Input data section start

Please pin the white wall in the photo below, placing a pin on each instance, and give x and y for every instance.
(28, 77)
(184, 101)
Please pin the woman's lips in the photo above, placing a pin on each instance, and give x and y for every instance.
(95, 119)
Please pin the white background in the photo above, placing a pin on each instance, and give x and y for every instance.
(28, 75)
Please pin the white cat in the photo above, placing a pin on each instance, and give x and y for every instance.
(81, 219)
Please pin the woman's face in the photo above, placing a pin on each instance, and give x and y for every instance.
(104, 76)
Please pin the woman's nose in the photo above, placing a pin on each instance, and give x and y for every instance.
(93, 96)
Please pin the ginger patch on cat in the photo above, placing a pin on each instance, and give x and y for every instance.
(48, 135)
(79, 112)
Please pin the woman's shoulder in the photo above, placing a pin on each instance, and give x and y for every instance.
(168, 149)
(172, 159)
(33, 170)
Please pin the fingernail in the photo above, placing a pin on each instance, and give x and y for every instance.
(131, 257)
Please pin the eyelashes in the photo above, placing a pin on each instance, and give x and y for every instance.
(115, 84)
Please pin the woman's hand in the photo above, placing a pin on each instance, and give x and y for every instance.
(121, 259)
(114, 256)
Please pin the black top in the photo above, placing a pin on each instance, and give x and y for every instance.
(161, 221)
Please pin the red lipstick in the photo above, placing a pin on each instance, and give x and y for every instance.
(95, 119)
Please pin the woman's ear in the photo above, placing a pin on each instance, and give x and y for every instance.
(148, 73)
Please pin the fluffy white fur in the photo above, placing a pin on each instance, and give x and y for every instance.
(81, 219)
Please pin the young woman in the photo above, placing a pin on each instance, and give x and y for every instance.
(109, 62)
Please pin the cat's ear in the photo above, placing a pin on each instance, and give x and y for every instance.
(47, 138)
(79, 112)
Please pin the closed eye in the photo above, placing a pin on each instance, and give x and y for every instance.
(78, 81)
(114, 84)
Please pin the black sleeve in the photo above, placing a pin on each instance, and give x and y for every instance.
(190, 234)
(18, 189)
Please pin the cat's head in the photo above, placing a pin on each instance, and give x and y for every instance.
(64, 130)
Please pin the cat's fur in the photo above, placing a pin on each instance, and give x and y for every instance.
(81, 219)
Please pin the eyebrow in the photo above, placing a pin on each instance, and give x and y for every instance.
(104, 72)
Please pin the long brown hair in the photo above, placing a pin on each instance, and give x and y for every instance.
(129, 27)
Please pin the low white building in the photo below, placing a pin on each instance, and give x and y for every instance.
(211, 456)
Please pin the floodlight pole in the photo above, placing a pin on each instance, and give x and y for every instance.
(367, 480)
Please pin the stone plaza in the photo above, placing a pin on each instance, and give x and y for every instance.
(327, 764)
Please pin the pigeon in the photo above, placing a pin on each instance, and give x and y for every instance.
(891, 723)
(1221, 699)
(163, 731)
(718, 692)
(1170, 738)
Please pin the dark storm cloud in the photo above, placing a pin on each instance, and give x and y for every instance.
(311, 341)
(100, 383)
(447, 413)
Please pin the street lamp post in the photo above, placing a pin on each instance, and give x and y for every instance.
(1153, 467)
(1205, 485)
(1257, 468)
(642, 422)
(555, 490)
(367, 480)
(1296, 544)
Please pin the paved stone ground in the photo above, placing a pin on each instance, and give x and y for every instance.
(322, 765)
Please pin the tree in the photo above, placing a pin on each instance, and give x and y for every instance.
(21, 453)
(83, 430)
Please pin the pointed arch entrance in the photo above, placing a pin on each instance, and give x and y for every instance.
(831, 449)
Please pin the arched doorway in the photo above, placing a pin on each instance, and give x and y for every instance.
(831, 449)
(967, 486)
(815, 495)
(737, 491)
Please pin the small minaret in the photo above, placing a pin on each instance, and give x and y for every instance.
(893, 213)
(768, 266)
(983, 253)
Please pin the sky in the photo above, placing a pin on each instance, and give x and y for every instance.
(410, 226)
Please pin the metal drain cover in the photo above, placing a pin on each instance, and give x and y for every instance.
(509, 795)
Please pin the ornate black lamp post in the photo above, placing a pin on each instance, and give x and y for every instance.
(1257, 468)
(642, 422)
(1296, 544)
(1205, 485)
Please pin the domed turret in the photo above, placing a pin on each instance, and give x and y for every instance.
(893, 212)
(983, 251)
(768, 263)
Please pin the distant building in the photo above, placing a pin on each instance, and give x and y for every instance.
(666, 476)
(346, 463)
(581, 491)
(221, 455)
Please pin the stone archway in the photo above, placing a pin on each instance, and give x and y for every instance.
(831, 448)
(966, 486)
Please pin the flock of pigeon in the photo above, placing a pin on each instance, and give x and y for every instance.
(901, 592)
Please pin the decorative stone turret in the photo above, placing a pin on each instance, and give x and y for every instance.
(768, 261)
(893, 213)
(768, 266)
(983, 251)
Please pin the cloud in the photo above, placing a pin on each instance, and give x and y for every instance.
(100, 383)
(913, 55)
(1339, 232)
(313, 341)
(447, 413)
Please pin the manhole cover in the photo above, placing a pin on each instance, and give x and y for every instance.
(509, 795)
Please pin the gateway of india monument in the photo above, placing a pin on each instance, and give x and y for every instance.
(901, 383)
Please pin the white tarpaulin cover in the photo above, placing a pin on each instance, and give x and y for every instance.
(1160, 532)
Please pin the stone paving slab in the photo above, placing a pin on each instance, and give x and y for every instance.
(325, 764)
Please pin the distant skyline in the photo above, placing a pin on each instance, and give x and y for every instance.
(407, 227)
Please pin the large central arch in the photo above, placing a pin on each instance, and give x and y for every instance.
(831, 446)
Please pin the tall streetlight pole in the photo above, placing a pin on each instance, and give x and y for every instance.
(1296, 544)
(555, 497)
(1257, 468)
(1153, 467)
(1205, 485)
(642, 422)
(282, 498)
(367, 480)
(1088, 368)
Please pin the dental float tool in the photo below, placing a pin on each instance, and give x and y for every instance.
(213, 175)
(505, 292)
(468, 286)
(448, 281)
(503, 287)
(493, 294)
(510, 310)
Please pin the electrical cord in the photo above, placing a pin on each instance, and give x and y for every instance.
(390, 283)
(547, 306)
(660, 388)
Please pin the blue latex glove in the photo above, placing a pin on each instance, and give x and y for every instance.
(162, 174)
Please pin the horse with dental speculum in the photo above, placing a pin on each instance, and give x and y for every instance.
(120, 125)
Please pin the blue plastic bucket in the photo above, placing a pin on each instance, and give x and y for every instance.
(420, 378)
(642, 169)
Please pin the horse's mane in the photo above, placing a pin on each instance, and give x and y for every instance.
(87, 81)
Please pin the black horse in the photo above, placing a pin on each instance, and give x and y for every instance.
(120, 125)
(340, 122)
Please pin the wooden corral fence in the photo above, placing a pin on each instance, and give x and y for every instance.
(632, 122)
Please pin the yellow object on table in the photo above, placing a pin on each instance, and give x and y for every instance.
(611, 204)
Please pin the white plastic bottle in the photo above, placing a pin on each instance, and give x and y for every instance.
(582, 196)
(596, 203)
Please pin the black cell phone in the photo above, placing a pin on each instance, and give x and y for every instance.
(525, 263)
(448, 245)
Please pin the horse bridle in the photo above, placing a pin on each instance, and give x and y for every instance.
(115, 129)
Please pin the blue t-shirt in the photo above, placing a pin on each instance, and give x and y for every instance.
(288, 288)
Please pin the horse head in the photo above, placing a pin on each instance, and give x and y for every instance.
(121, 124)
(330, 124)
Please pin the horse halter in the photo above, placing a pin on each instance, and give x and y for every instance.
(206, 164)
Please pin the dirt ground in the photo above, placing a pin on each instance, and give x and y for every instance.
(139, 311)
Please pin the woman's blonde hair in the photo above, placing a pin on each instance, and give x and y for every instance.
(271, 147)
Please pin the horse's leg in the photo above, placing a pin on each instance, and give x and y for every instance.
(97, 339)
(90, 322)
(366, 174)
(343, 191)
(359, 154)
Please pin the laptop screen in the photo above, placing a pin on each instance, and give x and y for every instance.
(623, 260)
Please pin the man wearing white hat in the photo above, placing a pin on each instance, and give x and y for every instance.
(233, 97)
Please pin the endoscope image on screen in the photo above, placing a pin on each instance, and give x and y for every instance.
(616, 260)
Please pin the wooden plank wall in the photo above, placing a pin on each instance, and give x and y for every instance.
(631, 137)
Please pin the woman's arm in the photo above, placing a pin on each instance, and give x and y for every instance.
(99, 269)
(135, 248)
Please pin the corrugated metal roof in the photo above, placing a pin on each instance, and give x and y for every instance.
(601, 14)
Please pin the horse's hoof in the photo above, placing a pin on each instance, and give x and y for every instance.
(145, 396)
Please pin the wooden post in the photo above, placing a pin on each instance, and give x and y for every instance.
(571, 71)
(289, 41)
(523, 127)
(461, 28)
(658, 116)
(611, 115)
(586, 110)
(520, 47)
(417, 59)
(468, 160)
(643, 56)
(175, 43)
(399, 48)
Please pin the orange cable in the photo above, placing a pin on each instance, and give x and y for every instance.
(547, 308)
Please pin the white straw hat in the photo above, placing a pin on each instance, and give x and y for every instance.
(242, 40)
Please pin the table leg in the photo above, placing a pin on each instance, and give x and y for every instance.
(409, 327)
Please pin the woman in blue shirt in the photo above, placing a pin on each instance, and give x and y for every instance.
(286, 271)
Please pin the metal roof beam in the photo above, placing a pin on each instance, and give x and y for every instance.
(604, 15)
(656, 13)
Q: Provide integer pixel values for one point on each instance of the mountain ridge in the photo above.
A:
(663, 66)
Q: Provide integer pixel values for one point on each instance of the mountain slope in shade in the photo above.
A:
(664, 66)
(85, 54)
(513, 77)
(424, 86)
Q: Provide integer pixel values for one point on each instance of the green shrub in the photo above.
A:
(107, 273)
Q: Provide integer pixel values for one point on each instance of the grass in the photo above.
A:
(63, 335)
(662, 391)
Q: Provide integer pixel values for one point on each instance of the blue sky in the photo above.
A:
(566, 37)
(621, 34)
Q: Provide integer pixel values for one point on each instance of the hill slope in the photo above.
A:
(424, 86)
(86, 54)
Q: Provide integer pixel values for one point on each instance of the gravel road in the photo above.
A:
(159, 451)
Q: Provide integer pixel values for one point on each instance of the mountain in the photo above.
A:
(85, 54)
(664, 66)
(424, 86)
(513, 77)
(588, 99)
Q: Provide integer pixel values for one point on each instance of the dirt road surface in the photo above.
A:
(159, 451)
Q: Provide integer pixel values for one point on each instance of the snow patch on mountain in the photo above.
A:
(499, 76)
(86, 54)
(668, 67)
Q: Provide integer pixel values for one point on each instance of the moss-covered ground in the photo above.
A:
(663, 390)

Input data section end

=== Exercise brief ===
What is needed is every line from the data above that includes the string "road", copied out.

=== Result below ===
Q: Provide integer pixel values for one point on each instance of the gravel road in the photo above.
Q: Provide integer pixel values for one point on each instance of the dirt road surface in the photo above.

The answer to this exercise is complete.